Eher seltsam als selten: JKU Experte ordnet Rekordfund von Seltenen Erden in Schweden ein
Der Fund eines riesigen Vorkommens an Seltenen Erden in Nordschweden hat vergangene Woche weltweit Aufsehen erregt. Über eine Million Tonnen dieses wertvollen Metalls soll auf ihren Abbau warten. An der Johannes Kepler Universität Linz forscht Univ.-Prof. Achim Walter Hassel an Seltenen Erden - und erklärt im Interview, warum der Fund politisch und wissenschaftlich von solcher Bedeutung ist.
Univ.-Prof. Achim Walter Hassel ist Vorstand des Instituts für Chemische Technologie Anorganischer Stoffe. Er ist ein international renommierter Experte für die Forschung an und mit Seltenen Erden.
Wie wichtig ist dieser Fund Seltener Erden in Schweden?
Prof. Hassel: Der Fund hat zwei Aspekte. Zum einen den Handelspolitischen. Die meisten Seltenen Erden kommen aus China, zunehmend auch aus den USA. China hat in der Vergangenheit schon einmal die Lieferung Seltener Erden an Japan ausgesetzt, um im Konflikt um die Senkaku-Inseln nahe Taiwan Druck auszuüben. Durch die Abhängigkeit von Chinas Wohlwollen wird der Rest der Welt erpressbar. Abhilfe kann hier eine Produktion in Europa schaffen, und genau deshalb ist dieser Fund so bedeutsam.
Zum anderen sind diese Seltenen Erden für die Forschung enorm wichtig. Durch ihre elektronische Struktur haben die Metalle der Seltenen Erden besondere magnetische und lichttechnische Eigenschaften.
Europium wird in Leuchtstofflampen und LEDs verwendet. Die Seltenen Erden Neodym und Samariumverwendet man in Magneten.
Gadolinium in der Medizin für die MRT (Magnetresonanztomografie). Yttrium in YAG -Lasern und der Lambdasonde, die bei der Abgassteuerung in Autos Emissionen vermindert oder zur Messung des Sauerstoffgehalts bei der Stahlherstellung im Linz-Donawitz-Verfahren verwendet wird.
Scandium ist ein Legierungsbestandteil für hochfestes Aluminium im Airbus A380 oder für hochwertige Rennradrahmen.
Erbium und Terbium sind in Lichtverstärkern und Lichtventilen als essenzielle Bauteile des Internets im Einsatz.
○ ○ ○ ○
### AUFGABENSTELLUNG
Knüpfe an den letzten Satz des Interviews über den Fund Seltener Erden in Schweden an und schreibe es weiter.

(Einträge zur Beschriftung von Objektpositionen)
○ ○ ○ ○
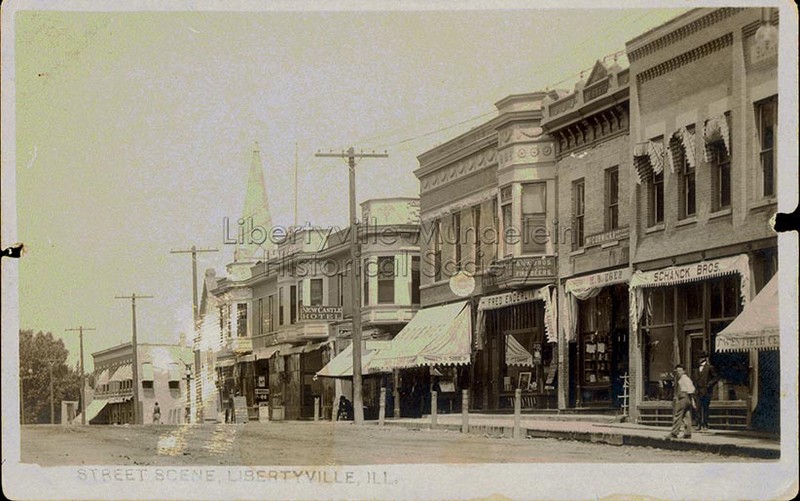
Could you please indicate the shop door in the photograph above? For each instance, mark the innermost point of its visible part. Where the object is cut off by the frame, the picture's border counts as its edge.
(695, 345)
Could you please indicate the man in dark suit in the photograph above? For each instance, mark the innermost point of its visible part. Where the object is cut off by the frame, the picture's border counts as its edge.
(706, 379)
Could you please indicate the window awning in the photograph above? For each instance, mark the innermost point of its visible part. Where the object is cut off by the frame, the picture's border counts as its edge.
(757, 327)
(516, 354)
(102, 378)
(92, 410)
(342, 364)
(270, 351)
(435, 336)
(123, 373)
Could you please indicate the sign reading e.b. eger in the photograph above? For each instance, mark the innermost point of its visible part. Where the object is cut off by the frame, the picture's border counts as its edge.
(323, 313)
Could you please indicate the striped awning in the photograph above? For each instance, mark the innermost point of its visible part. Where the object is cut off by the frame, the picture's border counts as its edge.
(342, 364)
(123, 373)
(440, 335)
(757, 327)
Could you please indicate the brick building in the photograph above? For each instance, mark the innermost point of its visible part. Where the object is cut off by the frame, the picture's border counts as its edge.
(590, 127)
(703, 122)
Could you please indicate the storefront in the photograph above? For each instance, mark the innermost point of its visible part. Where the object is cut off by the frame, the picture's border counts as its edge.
(515, 342)
(676, 314)
(596, 327)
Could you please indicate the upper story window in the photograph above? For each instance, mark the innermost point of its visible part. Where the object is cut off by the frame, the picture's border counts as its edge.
(241, 319)
(457, 240)
(767, 123)
(293, 303)
(316, 292)
(578, 213)
(386, 274)
(612, 199)
(721, 171)
(280, 306)
(415, 280)
(655, 199)
(534, 218)
(437, 250)
(477, 254)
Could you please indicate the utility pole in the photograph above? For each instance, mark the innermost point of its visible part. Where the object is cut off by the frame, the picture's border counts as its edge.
(193, 251)
(52, 402)
(195, 305)
(355, 283)
(83, 372)
(133, 297)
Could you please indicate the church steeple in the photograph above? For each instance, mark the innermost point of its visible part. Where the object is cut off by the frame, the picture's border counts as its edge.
(255, 214)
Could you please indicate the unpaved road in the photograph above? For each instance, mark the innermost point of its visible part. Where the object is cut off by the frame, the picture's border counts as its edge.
(311, 444)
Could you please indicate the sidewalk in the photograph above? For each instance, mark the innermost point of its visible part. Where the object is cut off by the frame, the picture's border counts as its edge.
(601, 430)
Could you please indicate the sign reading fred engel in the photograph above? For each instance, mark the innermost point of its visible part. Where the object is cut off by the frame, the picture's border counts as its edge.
(324, 313)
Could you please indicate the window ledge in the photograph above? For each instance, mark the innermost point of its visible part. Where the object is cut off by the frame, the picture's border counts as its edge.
(720, 213)
(653, 229)
(764, 202)
(687, 221)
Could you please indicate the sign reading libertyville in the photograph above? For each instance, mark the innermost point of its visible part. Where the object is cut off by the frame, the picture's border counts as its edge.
(323, 313)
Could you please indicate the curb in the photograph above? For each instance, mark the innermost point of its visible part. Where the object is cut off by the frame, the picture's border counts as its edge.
(617, 439)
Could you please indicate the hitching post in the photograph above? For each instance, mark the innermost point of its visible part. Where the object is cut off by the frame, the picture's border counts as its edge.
(464, 411)
(517, 412)
(434, 408)
(382, 409)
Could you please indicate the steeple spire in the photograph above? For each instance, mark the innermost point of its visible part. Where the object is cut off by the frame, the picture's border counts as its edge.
(255, 213)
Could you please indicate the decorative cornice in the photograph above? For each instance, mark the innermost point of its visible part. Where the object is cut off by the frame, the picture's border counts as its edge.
(683, 32)
(685, 58)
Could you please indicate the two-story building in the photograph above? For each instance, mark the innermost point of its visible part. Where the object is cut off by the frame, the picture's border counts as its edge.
(704, 102)
(290, 314)
(488, 209)
(165, 376)
(590, 128)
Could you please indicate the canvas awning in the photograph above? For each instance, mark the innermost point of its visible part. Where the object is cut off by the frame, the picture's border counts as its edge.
(102, 378)
(757, 327)
(123, 373)
(94, 408)
(516, 354)
(435, 336)
(270, 351)
(342, 364)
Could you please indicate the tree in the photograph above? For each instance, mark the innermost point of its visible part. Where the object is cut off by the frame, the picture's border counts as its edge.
(36, 352)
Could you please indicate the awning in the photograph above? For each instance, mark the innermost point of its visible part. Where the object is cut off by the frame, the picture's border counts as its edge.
(94, 408)
(102, 378)
(303, 349)
(342, 364)
(435, 336)
(123, 373)
(757, 327)
(516, 354)
(270, 351)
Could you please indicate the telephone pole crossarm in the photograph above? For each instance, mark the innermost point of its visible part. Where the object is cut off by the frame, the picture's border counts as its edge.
(137, 419)
(83, 371)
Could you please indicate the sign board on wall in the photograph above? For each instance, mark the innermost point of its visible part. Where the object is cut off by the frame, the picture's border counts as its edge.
(320, 313)
(240, 409)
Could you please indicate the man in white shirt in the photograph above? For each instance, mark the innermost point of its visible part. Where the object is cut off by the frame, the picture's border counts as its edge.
(682, 403)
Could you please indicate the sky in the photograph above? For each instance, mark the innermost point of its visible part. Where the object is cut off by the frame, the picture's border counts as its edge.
(135, 130)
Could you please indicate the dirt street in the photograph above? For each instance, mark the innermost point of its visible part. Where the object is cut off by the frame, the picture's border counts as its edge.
(312, 444)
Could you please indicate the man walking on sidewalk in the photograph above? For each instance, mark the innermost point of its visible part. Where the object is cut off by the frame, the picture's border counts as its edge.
(706, 380)
(683, 403)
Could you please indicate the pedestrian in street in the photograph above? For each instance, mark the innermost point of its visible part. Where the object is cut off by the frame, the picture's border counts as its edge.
○ ○ ○ ○
### ANTWORT ZUR AUFGABE
Das Oxid von Cer wird in wichtigen Schleif- und Poliermitteln verwendet. Das sind nur einige Beispiele. Man sieht: Seltene Erden sind für ein sehr breites Spektrum an Anwendungen von Bedeutung.
Jan Moström, der Chef der schwedischen Bergbaufirma, die den Fund bekanntgegeben hat, nannte das Vorkommen "eine gute Nachricht" - nicht nur für die Region und Schweden, sondern für Europa und das Klima. Was meint er damit?
Prof. Hassel: Er hat recht, weil bei der Herstellung von Elektromotoren für Elektroautos und insbesondere Windenergiegeneratoren große Mengen Neodym und Samarium für die dort verbauten Permanentmagnete gebraucht werden. Insofern ist der Fund durchaus klimapolitisch relevant.
Wie selten sind Seltene Erden eigentlich?
Prof. Hassel: In Wahrheit sind sie mengenmäßig gar nicht so selten. Als stabile Elemente sind sie viel häufiger als Silber, Platin und Gold. Sie kommen nur sehr verstreut vor und werden, so wie in Schweden, oft als Beiprodukt gefördert. Der Begriff "Seltene Erden" bezieht sich wohl auch auf ihre besonderen, selten vorkommenden Eigenschaften.
Sie forschen an Seltenen Erden - worin liegen die Bedeutung dieser Metalle?
Prof. Hassel: Wir suchen immer nach Methoden, mit denen umweltfreundlich und günstig produziert werden kann. Der Reiz der Seltenen Erden liegt darin, dass bereits mit sehr kleinen Mengen der gewollte Effekt erreicht werden kann. Wohl daher haben sie auch den Spitznamen Gewürzmetalle.
Welche Projekte haben Sie derzeit in Arbeit?
Prof. Hassel: Der Schwerpunkt meiner Forschung ist es, gezielt Störungen in Metalllegierungen zu bringen. Diese verlieren dadurch ihren kristallinen Charakter und haben dann besondere Eigenschaften, z.B. eine extrem glatte Oberfläche und eine deutlich höhere Korrosionsbeständigkeit. Mit Fachbegriff: Die Legierungen werden amorph.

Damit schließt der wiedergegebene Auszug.